■ **GIVEN PASSAGE**:
⟨

How to Use vi
The vi editor (visual editor) is one of the oldest and more popular text editors on computers running the Unix Operating System (OS). The vi editor can be used from any computer terminal interfacing with a computer running Unix, since the editor relies on the standard alphabet keys for specific commands. Since vi is not a WYSIWYG (What You See is What You Get) text editor, it does not provide the formatting capabilities word processors do for paragraph indentations, font, and line centering. New vi users need to learn the following: opening and closing a file, file editing, and moving around in a text file.
How to Start vi
Step 1 – Open an existing file by entering the following command at the terminal command line, then press the “return” key” vi myFileName
If the file is not in the current directory, the fully qualified file path must also be included.
Step 2 – Create a new file by entering the following command:
Enter Text in vi
When vi is first started, it loads in command board with the keyboard keys doing text deletion and cursor movement. In order to enter text, enter the “insert mode” by typing the letter “i”. No visual change will occur on the screen, but text can now be entered. Press “return” at the end of each line of text. The vi editor will not wrap text automatically at the end of a line on the screen. Instead, it will automatically break the line of text in mid word if the “return” key is not pressed prior to the end of line.

⟩

■ **SET TASK**: Using the vi guide, please explain in one to three sentences why a user should press "return" at the end of each line of text. The items after this text are not needed here.

Dataset records on where objects are located
⟨

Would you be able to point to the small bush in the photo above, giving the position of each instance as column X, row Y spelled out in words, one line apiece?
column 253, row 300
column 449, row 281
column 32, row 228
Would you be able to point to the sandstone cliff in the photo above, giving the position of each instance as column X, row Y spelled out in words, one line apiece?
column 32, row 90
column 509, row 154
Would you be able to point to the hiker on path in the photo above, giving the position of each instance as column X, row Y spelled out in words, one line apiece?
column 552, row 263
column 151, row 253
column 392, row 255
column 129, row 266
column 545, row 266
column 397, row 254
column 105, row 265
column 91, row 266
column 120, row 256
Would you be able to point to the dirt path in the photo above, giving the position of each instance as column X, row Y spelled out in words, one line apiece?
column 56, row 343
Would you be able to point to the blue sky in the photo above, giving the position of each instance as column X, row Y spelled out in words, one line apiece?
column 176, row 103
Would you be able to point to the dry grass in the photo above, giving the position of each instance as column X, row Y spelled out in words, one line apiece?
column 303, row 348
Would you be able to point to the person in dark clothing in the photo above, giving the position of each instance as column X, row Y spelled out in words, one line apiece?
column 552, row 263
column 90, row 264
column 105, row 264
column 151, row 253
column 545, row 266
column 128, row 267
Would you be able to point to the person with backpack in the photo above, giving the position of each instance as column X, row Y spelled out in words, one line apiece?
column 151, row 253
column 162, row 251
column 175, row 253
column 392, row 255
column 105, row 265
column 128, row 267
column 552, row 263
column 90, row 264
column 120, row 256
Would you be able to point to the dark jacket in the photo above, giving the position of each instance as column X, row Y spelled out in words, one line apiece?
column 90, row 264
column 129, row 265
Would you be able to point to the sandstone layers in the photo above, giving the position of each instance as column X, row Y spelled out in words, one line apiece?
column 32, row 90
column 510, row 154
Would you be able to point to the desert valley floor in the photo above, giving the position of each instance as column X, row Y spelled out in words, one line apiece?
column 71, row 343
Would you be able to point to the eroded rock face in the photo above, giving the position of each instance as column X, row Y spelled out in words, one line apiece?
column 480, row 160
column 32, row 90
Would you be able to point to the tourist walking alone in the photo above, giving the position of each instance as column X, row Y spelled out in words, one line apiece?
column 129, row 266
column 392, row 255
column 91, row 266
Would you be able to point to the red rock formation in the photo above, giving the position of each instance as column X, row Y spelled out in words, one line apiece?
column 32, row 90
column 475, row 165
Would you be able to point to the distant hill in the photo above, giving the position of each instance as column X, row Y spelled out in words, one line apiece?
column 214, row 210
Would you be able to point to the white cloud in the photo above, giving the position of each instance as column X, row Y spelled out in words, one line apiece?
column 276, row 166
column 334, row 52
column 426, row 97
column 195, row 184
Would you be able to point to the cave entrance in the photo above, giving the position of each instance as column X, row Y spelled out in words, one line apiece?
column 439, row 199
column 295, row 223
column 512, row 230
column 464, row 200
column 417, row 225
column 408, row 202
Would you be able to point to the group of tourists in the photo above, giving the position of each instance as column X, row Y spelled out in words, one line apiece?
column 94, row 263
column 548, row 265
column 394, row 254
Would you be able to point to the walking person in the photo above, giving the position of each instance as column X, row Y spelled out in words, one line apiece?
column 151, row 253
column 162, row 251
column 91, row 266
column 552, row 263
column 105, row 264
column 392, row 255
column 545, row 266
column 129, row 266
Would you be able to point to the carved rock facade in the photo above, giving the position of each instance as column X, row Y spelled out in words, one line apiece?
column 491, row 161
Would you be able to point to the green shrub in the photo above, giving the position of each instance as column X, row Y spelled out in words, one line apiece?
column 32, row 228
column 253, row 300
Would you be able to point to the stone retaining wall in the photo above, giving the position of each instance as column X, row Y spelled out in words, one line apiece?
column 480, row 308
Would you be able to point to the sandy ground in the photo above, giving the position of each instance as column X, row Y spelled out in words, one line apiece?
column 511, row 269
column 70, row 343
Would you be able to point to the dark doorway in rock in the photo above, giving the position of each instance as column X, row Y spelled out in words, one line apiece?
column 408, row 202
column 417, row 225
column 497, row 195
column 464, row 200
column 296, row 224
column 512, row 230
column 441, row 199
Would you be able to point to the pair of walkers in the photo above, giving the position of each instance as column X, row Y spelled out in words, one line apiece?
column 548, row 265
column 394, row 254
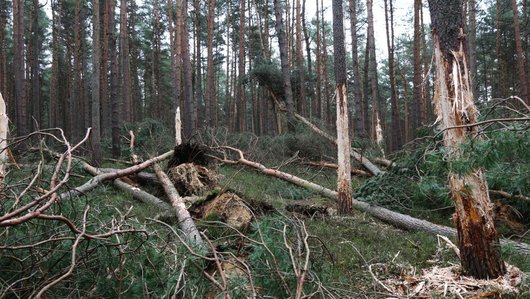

⟩

■ **WRITTEN SOLUTION**: The vi editor does not wrap text automatically at the end of a line on the screen. If "return" is not pressed before the line ends, vi breaks the line of text in the middle of a word.